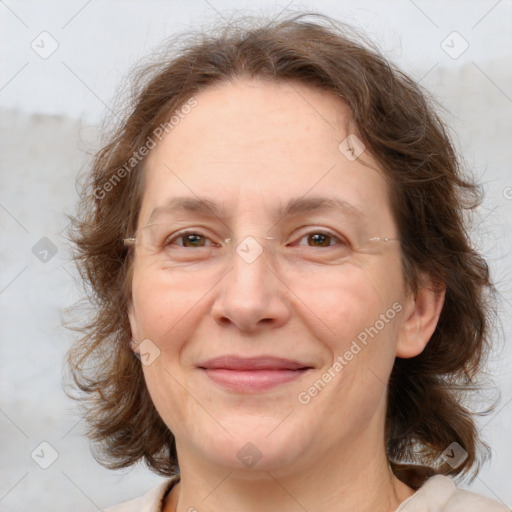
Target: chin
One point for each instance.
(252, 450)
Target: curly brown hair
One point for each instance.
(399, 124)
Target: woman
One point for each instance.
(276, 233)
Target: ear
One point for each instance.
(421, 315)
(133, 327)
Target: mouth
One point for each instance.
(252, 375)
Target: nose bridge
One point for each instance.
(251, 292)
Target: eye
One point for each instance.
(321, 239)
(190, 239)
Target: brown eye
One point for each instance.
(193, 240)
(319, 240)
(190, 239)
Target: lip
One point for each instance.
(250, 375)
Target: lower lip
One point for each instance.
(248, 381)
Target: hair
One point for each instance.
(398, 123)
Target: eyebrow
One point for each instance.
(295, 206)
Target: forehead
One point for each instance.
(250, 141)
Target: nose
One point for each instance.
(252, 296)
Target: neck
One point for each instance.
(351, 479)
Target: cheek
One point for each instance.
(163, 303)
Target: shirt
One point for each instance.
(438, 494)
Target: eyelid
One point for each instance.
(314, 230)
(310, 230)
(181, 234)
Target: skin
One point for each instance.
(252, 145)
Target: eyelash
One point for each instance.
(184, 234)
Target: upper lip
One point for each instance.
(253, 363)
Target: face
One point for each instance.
---*---
• Instruction:
Please convert all the records above into a Markdown table with the columns Row and Line, numbering each row and skipping blank lines. Leave the pictures out.

• Full answer:
| Row | Line |
|---|---|
| 1 | Target: chin |
| 2 | One point for each instance. |
| 3 | (252, 450) |
| 4 | Target: curly brown hair |
| 5 | One point for each instance. |
| 6 | (399, 124) |
| 7 | Target: woman |
| 8 | One point for each instance. |
| 9 | (276, 233) |
| 10 | Target: ear |
| 11 | One point for each instance. |
| 12 | (421, 315) |
| 13 | (133, 327) |
| 14 | Target: mouth |
| 15 | One point for each instance. |
| 16 | (252, 375) |
| 17 | Target: nose bridge |
| 18 | One point for each instance. |
| 19 | (251, 292) |
| 20 | Target: eye |
| 21 | One point for each instance. |
| 22 | (321, 239) |
| 23 | (190, 239) |
| 24 | Target: brown eye |
| 25 | One point for each instance. |
| 26 | (193, 240) |
| 27 | (319, 240) |
| 28 | (190, 239) |
| 29 | Target: lip |
| 30 | One point for each instance. |
| 31 | (250, 375) |
| 32 | Target: lower lip |
| 33 | One point for each instance. |
| 34 | (248, 381) |
| 35 | Target: hair |
| 36 | One point for each instance. |
| 37 | (398, 123) |
| 38 | Target: eyebrow |
| 39 | One point for each instance. |
| 40 | (295, 206) |
| 41 | Target: forehead |
| 42 | One point for each instance. |
| 43 | (250, 141) |
| 44 | Target: nose |
| 45 | One point for each instance. |
| 46 | (252, 296) |
| 47 | Target: neck |
| 48 | One point for each instance. |
| 49 | (351, 479) |
| 50 | Target: cheek |
| 51 | One point for each instance. |
| 52 | (163, 303) |
| 53 | Target: shirt |
| 54 | One point for each instance. |
| 55 | (438, 494) |
| 56 | Target: eyelid |
| 57 | One point for each instance. |
| 58 | (314, 230) |
| 59 | (310, 230) |
| 60 | (181, 234) |
| 61 | Target: skin |
| 62 | One point for each instance. |
| 63 | (252, 145) |
| 64 | Target: eyelash |
| 65 | One point for each instance. |
| 66 | (184, 234) |
| 67 | Target: upper lip |
| 68 | One point for each instance. |
| 69 | (253, 363) |
| 70 | Target: face |
| 71 | One point for each instance. |